::: Source passage :::

EPA’s science is based on a Resources for the Future (RFF) study (Morgenstern, et al) of environmental expenditures in four industries in the 1980s—pulp and paper, plastics, petroleum, and steel—which found “a net gain of 1.55 jobs per $1 million in additional environmental spending” in those industries. EPA then took this formula and just multiplied times the estimated cost of the Utility MACT—$10.9 billion adjusted for inflation—to get their result. They show their work in this footnote on page 9-8 of the RIA:
Highly scientific! In other words, EPA took someone else’s paper, which studied environmental expenditures over three decades old (1971-1991), and applied them to a totally unrelated sector of the economy, the coal industry, and then utilized the old “plug and chug” method. This work wouldn’t survive peer review in a kindergarten class.
Nonetheless, the proposition that industry employment might increase as the result of environmental regulation isn’t totally asinine. The Morgenstern RFF study notes two reasons why environmental regulation might increase employment. First, “environmental regulation raises production costs. As production costs rise, more input, including labor, is used to produce the same amount of output.” Second, “environmental activities may be more labor intensive than conventional production.”
There’s some truth in this analysis. The Utility MACT would require coal plants to hire new workers to install scrubbers and would increase total production costs, one of which will be labor. RFF notes that “less competitive industries with inelastic demand may be less concerned about cost increases associated with regulation.” But coal isn’t a “less competitive industry with inelastic demand.” It, in fact, isn’t an industry at all, as Morgernstern defines it. It is a subsection of an industry, the electricity-generation industry.
Coal is in constant competition with an immediately presentable substitute good in natural gas, while industries like petroleum, for example, have no substitute. Further, Morgenstern writes that “most plants should not be worried about losing business to other plants facing the same regulation,” yet natural gas generators aren’t included under the Utility MACT rule, which gives them an advantage. One study by Exxon Mobile Corp. has found that natural gas will have replaced coal as the leading electricity generator by 2025 due in part to environmental regulation.

::: Data records :::

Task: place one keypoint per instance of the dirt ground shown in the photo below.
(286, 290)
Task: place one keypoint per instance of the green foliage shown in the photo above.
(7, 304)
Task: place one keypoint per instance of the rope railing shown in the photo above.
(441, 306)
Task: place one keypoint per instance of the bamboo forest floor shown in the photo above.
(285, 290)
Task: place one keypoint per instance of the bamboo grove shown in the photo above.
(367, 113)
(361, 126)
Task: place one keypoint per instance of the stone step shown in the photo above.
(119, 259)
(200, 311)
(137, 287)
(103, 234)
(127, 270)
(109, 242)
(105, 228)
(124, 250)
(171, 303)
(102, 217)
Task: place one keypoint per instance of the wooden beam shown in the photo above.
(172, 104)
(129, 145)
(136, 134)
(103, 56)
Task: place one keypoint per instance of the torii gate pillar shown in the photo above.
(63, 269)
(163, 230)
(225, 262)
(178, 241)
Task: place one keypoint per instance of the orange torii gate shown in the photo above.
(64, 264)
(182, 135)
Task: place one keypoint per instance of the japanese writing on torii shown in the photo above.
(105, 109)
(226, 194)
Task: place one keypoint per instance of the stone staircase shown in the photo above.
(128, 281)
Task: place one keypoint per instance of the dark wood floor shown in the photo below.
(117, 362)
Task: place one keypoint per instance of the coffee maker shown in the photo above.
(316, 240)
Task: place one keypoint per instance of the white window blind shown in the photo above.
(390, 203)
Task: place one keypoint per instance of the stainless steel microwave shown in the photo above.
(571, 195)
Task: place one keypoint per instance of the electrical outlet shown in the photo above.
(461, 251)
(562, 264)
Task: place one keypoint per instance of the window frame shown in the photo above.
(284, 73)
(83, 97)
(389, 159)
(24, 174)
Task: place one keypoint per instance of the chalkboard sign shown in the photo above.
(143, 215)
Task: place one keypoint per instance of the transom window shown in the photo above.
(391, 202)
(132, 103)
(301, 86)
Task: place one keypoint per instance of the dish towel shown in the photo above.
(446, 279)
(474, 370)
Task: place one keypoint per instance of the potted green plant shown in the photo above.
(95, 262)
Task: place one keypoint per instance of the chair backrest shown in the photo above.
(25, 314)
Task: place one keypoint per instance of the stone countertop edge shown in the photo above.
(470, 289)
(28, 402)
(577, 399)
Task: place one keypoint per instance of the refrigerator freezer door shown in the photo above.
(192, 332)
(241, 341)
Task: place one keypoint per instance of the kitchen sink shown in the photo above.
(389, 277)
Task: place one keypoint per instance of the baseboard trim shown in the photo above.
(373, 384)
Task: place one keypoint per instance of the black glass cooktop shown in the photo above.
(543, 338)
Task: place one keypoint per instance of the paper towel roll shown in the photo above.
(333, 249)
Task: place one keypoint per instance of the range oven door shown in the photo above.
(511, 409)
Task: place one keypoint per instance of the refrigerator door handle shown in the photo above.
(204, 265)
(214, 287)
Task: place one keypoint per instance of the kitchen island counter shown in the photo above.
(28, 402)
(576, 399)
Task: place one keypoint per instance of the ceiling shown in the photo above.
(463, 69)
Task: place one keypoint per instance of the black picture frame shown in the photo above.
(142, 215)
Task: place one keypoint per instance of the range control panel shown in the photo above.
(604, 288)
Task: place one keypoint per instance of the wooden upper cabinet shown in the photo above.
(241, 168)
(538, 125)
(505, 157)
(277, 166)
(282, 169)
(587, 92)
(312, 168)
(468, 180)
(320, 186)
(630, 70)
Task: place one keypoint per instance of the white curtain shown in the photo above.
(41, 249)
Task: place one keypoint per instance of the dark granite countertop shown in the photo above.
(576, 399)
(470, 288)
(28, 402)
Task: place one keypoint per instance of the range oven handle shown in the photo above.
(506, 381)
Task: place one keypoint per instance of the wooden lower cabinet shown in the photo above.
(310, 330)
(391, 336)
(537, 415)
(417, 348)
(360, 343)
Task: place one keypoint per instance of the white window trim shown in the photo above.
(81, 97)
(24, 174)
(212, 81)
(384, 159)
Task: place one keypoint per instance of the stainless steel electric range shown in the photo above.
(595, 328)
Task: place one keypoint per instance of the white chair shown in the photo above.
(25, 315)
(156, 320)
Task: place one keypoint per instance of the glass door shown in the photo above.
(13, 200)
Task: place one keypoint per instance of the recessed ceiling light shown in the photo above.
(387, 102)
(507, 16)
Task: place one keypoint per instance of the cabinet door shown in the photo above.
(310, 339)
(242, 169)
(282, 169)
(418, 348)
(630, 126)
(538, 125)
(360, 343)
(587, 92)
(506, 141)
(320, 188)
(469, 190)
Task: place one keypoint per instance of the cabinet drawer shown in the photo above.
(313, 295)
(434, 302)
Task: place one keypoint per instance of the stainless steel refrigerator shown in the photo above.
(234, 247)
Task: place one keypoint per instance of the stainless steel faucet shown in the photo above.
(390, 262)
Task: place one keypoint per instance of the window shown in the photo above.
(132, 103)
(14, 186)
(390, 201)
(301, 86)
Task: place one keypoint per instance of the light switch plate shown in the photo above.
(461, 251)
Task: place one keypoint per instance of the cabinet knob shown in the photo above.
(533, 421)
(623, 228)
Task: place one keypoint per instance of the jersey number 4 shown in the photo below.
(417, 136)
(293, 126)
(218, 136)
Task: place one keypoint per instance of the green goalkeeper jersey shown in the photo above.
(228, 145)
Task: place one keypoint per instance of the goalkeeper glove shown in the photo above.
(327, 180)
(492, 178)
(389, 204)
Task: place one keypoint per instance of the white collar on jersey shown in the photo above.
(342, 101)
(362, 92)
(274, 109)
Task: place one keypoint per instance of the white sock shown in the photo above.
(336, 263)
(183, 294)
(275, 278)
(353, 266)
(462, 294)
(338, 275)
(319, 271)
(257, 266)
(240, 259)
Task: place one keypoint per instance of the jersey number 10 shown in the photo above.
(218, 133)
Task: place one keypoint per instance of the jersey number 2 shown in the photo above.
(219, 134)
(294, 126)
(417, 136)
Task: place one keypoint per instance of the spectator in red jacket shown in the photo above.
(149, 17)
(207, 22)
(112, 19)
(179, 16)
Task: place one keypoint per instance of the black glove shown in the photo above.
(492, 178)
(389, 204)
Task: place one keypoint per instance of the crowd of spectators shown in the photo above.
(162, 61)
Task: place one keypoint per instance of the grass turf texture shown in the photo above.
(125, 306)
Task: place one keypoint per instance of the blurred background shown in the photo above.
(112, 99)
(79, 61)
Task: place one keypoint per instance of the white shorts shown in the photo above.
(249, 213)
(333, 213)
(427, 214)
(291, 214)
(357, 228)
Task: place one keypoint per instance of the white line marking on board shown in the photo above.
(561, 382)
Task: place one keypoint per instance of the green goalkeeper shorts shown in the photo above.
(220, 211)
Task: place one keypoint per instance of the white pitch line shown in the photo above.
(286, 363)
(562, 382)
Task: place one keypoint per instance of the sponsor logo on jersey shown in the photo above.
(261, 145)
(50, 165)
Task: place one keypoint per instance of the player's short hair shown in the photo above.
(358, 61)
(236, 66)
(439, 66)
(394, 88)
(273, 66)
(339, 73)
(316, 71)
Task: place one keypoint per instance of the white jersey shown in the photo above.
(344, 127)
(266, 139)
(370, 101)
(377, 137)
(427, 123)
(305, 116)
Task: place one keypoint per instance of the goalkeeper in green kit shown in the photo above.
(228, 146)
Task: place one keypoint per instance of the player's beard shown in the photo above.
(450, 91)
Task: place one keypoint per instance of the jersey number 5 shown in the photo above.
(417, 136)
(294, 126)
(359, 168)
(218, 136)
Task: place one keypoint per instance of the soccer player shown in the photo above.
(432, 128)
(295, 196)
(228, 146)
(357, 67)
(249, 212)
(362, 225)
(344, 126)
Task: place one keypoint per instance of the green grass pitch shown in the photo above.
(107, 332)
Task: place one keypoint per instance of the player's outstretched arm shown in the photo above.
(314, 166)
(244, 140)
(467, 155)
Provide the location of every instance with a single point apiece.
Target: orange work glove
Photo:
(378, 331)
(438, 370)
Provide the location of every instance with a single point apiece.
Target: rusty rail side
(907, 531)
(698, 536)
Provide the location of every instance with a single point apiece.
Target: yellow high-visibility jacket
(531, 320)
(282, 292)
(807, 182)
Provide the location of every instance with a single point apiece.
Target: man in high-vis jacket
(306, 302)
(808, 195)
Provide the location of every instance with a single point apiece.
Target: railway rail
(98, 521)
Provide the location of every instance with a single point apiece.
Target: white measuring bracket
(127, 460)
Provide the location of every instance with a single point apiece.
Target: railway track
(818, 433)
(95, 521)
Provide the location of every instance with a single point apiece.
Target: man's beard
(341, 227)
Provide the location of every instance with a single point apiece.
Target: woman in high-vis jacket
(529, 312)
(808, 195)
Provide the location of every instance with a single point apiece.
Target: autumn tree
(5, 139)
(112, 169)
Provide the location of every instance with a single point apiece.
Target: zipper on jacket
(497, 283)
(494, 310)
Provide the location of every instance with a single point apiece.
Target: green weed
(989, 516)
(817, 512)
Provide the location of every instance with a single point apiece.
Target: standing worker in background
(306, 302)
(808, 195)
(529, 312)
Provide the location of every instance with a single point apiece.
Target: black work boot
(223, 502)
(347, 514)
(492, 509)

:::

• **Written problem A**:
From the Utility MACT passage, output everything from "There’s some truth" down to "the electricity-generation industry.".
• **Written problem B**:
In the Utility MACT passage, what estimated cost of the rule did EPA multiply its jobs formula by?
• **Written problem C**:
Extend the Utility MACT passage, starting after its final sentence.

• **Written reply A**:
There’s some truth in this analysis. The Utility MACT would require coal plants to hire new workers to install scrubbers and would increase total production costs, one of which will be labor. RFF notes that “less competitive industries with inelastic demand may be less concerned about cost increases associated with regulation.” But coal isn’t a “less competitive industry with inelastic demand.” It, in fact, isn’t an industry at all, as Morgernstern defines it. It is a subsection of an industry, the electricity-generation industry.

• **Written reply B**:
$10.9 billion, adjusted for inflation.

• **Written reply C**:
Given these facts, it’s hard to see how the Morgenstern study is applicable to the coal industry, and anecdotal evidence about plant closures throughout the U.S. is already supporting the conclusion that RFF’s model doesn’t fit the facts at least in this case. American University professor Michael Hazilla and RFF’s Raymond Kopp have found that in at least some industries, environmental regulation can have a dramatic influence on employment. “All industries experienced declines in labor productivity,” they conclude, “and some sectors experienced declines in employment. These impacts can also be substantial; for example, employment falls 7.6 percent in the motor vehicle sector.”
All this analysis, of course, obscures the more important issue of what the employment and economic impact will be on the rest of the economy, and this, of course, ignores the most important issue of all, which is whether the Utility MACT is necessary at all. As my colleague William Yeatman has pointed out many times in the past, all these economic impacts have been imposed by EPA in order to protect pregnant subsistence-level fisherwomen who consume more than 300 lbs of self-caught fish from the most polluted streams in the United States.
Not only will the children of these theoretical women be saved, says EPA, but they will have jobs at coal plants twenty years from now. Not likely, I’m afraid.